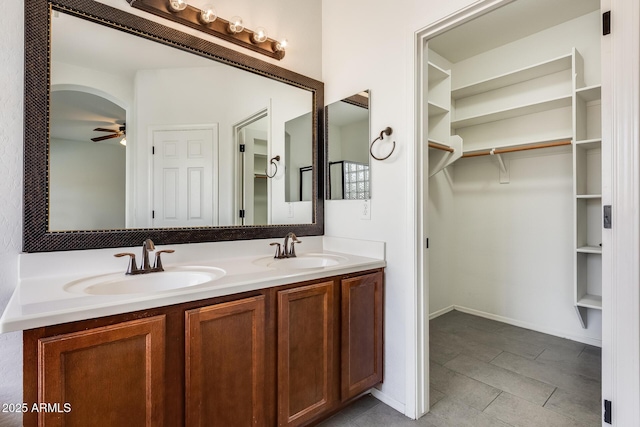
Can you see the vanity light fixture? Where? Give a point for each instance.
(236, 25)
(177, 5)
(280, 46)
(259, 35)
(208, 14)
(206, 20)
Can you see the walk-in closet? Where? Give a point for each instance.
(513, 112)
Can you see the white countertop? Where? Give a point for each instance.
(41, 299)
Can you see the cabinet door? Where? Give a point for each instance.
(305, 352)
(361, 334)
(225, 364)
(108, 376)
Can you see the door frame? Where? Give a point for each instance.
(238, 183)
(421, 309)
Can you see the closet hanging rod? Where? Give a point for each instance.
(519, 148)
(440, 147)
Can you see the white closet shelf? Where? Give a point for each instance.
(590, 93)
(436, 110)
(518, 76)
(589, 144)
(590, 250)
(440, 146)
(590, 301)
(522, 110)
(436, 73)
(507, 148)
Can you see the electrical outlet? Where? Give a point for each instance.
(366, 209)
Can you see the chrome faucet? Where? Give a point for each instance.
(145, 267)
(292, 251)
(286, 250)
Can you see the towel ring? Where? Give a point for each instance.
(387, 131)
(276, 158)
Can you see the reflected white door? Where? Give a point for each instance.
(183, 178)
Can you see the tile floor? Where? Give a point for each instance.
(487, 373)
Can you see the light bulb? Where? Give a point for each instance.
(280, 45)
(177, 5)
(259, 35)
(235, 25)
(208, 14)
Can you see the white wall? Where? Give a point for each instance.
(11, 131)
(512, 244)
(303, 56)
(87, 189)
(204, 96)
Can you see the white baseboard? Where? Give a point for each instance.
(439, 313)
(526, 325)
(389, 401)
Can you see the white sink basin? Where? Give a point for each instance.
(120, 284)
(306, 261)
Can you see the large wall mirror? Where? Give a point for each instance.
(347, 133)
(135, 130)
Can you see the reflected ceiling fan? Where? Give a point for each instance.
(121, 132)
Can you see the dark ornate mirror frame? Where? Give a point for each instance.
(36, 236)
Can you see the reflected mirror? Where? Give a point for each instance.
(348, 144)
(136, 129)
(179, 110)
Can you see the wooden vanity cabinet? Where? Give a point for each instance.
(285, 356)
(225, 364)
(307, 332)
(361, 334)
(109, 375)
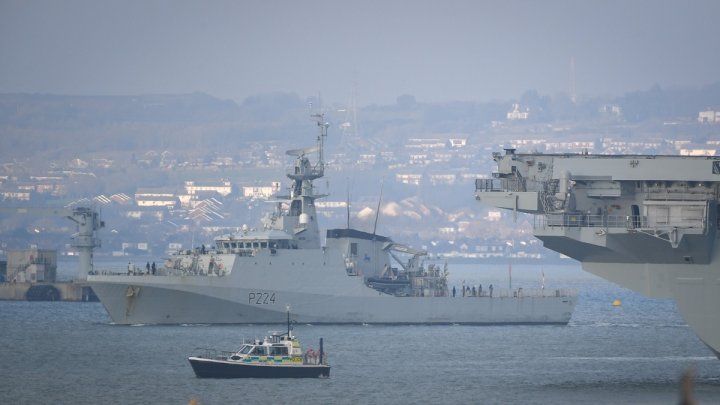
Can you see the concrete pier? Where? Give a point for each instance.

########################################

## Exercise goal
Copy out every row with "Give a point for each instance" replaced by "Mark each instance with a point", leaving all other wording and every point unchanged. Omit the pictures.

## Response
Can you see the vanity light fixture? Where? Mark each instance with a point.
(236, 25)
(177, 5)
(280, 46)
(259, 35)
(208, 14)
(206, 20)
Can you see the walk-in closet? Where? Mark each instance with a point.
(513, 112)
Can you see the white countertop? Where? Mark each instance with a point.
(41, 299)
Can you see the cabinet door? Where? Mark each instance with a point.
(305, 352)
(361, 334)
(225, 364)
(108, 376)
Can you see the door frame? Where? Mark each instance with a point.
(238, 183)
(421, 309)
Can you see the closet hanging rod? Where? Mark each instance with a point.
(519, 148)
(440, 147)
Can you see the white closet shelf? Where? Mark each instance with a point.
(590, 93)
(436, 110)
(518, 76)
(589, 144)
(590, 250)
(440, 146)
(590, 301)
(522, 110)
(436, 73)
(507, 148)
Can you see the electrical outlet? Where? Mark each instance with a point.
(366, 209)
Can you see the chrome faucet? Where? Mark each instance with a point.
(145, 267)
(292, 251)
(286, 250)
Can you see the towel ring? Where? Mark each instance with a point.
(387, 131)
(276, 158)
Can you see the reflected white door? Where? Mark each instance with a point.
(183, 178)
Can you see the tile floor? Where? Mark each instance with a point.
(487, 373)
Can you see the light bulb? Where? Mark each instance with a point.
(280, 45)
(177, 5)
(259, 35)
(235, 25)
(208, 14)
Can you see the white wall? Where? Mark each instance with a point.
(11, 131)
(512, 244)
(303, 56)
(87, 189)
(204, 96)
Can you see the white baseboard? Where? Mark each instance with a point.
(439, 313)
(526, 325)
(389, 401)
Can you see the white sink basin? Where? Mark each instance with a point.
(120, 284)
(306, 261)
Can you see the large wall mirror? Where? Mark each instance with a point.
(347, 133)
(135, 130)
Can you see the reflected ceiling fan? Where? Mark each instance with a point.
(121, 132)
Can you see the dark ornate mirror frame? Where? Mark each instance with a point.
(36, 236)
Can you see the reflected mirror? Where? Mark each instance with a point.
(348, 144)
(136, 129)
(179, 110)
Can you see the wooden vanity cabinet? Where? Mark each instance with a point.
(285, 356)
(225, 364)
(307, 332)
(361, 334)
(109, 375)
Can you see the concrete pier? Where? Mark each instance with a point.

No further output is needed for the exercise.